_Task 1_.
In the passage on Bultmann, switch "liberal Quest" to "nineteenth-century Quest" and write out everything from "(c) This type" down to "teaching of Jesus.".

═══ Page

In addition to the three things related to Kähler’s work, there is one further element in Bultmann’s thinking that needs to be considered at this point: the significance of the historical Jesus for an individual’s self-understanding, or understanding of existence. Bultmann espouses an existentialist understanding of historiography, whereby the individual enters into dialogue with the past, and is challenged by an understanding of existence (self-understanding) from the past which becomes significant to him in the historicity of his own existence. So in the case of the historical Jesus there is an understanding of existence (self-understanding, not self-consciousness) revealed in his teaching which challenges us in terms of our understanding of our own existence. Hence, Bultmann writes a Jesus book, Jesus and the Word, from this perspective.

Three things, however, must be said at this point:

(a) As the subject of this existentialist historiography Jesus is not unique. A similar study, with similar consequences in terms of a possible challenge to our understanding of existence, could be carried out in connection with any figure from the past for whom we had sources: Socrates the philosopher, or even Attila the Hun, as well as Jesus the Christ.

(b) This historiographical challenge to our self-understanding is not for Bultmann the challenge to faith, not even though the challenge to faith could be, and is, expressed by him in similar existentialistic terminology. He himself stresses the facts that the Jesus of history is not kerygmatic and that his book Jesus and the Word is not kerygma, because the essential aspect of the kerygma is that Christ is present in it as eschatological event, and Christ is not so present in existentialist historiographical studies of the historical Jesus. If he were, then they would cease to be existentialist historiographical studies and become kerygma.

(c) This type of study of Jesus is to be sharply distinguished from the liberal Quest. In the liberal Quest attempts were made to reach, and to understand, the psychology and personality of Jesus (i.e. his self-consciousness) which was an endeavour both impossible (no sources) and illegitimate (use of analogy), whereas in the Bultmann study the concern is with the understanding of existence (self-understanding) revealed in the teaching of Jesus.

══════
═══ Task input

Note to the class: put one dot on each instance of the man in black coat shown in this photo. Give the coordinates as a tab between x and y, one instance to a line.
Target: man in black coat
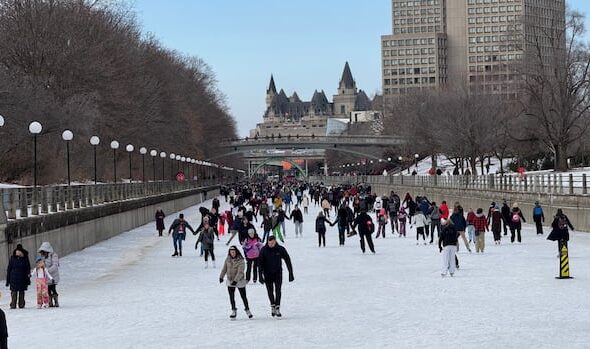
366	227
271	272
18	276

══════

_Task 2_.
Please rewrite the point placement entries above as a Markdown table with the columns Row and Line. Give each non-blank line of every entry its own numbered row, and leave the pictures out.

_Written response 1_.
(c) This type of study of Jesus is to be sharply distinguished from the nineteenth-century Quest. In the nineteenth-century Quest attempts were made to reach, and to understand, the psychology and personality of Jesus (i.e. his self-consciousness) which was an endeavour both impossible (no sources) and illegitimate (use of analogy), whereas in the Bultmann study the concern is with the understanding of existence (self-understanding) revealed in the teaching of Jesus.

_Written response 2_.
| Row | Line |
|---|---|
| 1 | Note to the class: put one dot on each instance of the man in black coat shown in this photo. Give the coordinates as a tab between x and y, one instance to a line. |
| 2 | Target: man in black coat |
| 3 | 366	227 |
| 4 | 271	272 |
| 5 | 18	276 |